> [PROBLEM]
Reproduce each of the records below word for word, line by line.
-------- DATA SHOWN
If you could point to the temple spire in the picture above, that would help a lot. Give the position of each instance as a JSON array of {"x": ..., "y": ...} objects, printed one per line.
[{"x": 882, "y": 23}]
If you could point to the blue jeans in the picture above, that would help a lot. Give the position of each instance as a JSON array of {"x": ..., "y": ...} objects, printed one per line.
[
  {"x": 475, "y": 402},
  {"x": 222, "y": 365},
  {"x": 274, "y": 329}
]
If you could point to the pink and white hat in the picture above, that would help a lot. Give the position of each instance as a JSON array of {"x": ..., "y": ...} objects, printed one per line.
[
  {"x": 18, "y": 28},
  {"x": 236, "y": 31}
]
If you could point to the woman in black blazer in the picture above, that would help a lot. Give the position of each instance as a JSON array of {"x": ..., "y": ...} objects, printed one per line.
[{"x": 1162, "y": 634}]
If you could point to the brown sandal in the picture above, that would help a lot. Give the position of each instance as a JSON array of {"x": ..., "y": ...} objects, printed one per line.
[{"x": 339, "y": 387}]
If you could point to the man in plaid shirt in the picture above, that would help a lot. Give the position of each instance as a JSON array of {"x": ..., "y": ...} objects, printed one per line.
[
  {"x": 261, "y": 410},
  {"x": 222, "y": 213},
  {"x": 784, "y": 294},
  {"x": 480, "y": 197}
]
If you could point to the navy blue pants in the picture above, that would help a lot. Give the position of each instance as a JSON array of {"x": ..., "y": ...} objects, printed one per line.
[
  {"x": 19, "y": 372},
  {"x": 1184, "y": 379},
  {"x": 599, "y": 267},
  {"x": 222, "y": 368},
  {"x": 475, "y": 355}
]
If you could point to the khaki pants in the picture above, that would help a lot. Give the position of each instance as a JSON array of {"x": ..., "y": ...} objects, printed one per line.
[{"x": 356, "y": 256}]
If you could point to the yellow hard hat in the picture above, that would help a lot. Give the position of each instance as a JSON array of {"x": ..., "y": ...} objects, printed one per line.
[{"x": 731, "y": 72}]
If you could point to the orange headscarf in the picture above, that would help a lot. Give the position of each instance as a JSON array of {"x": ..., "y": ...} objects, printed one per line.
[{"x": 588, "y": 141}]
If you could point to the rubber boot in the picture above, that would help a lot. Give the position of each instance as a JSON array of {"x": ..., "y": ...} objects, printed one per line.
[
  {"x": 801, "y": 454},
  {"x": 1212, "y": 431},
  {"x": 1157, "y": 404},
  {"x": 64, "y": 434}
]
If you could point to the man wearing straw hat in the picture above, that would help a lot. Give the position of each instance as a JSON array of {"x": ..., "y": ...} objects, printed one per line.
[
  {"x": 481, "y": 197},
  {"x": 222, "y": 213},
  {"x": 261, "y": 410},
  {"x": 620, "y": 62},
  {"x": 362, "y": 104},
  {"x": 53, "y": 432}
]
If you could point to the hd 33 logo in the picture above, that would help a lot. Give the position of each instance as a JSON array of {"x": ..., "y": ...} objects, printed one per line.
----------------
> [EXERCISE OUTPUT]
If you could point to the temple spire in the picture above, that would help a lot. Give the position of each instance as a JSON array of {"x": ..., "y": ...} objects, printed one per line.
[{"x": 882, "y": 23}]
If you could point to the blue jeans in the picture above, that would help a lot. Give the position of each instance as a JSON array of {"x": ..., "y": ...} objects, printed one per line.
[
  {"x": 475, "y": 402},
  {"x": 222, "y": 365},
  {"x": 274, "y": 329}
]
If you could point to the pink and white hat in the picture above, that would help a lot. Give the position of each instance as a JSON array of {"x": ..., "y": ...} objects, printed one per line.
[
  {"x": 18, "y": 28},
  {"x": 236, "y": 31}
]
If you could point to the woman in black blazer in the picture above, that would help a lot. Give the position of each instance as a JSON array of {"x": ..., "y": ...} objects, printed one per line.
[{"x": 1162, "y": 634}]
If you could point to the brown sandal in the picture above, that would help a lot. Give the position of each instance as a JSON array of {"x": ..., "y": ...} objects, printed one per line.
[{"x": 339, "y": 387}]
If you could point to the man in plaid shirt in the picture above, that would help a lot. Give the position of each instance as a JSON array of {"x": ..., "y": ...} objects, printed one per line.
[
  {"x": 261, "y": 410},
  {"x": 222, "y": 213},
  {"x": 784, "y": 294},
  {"x": 480, "y": 197}
]
If you could point to the navy blue pants in the picture above, that would help a lot. Give the position of each instance as a JSON array of {"x": ..., "y": ...} objects, printed one per line.
[
  {"x": 19, "y": 372},
  {"x": 1184, "y": 379},
  {"x": 599, "y": 267},
  {"x": 222, "y": 368},
  {"x": 475, "y": 355}
]
If you could point to the khaki pants in the picture above, that would help a lot. Give the position of each instance as a JSON array of {"x": ..., "y": ...} objects, printed one per line.
[{"x": 356, "y": 256}]
If you could point to the yellow hard hat in the picture above, that would help a lot. Give the position of each instance as a JSON array of {"x": ..., "y": ...} objects, printed one per line.
[{"x": 731, "y": 72}]
If you could point to the orange headscarf in the picture above, that would help a lot. Give the position of each instance as a JSON array of {"x": ..., "y": ...} objects, printed one per line.
[{"x": 588, "y": 141}]
If you could point to the rubber boot in the picture above, that would help a lot. Give the position of each instance as a JSON array of {"x": ..., "y": ...} objects, printed one per line.
[
  {"x": 801, "y": 454},
  {"x": 1212, "y": 431},
  {"x": 1157, "y": 404},
  {"x": 64, "y": 434}
]
If you could point to the man wearing straw hat in the picture above, that would help a lot. Give the position of each instance as a JSON array of {"x": ..., "y": ...} objects, printed one per line.
[
  {"x": 481, "y": 197},
  {"x": 222, "y": 213},
  {"x": 261, "y": 410},
  {"x": 620, "y": 62},
  {"x": 362, "y": 104},
  {"x": 53, "y": 432}
]
If you could point to the hd 33 logo in the picture above, that would help a lot. Give the position of each instance as a JSON array of {"x": ..., "y": ...} objects, printed one per line.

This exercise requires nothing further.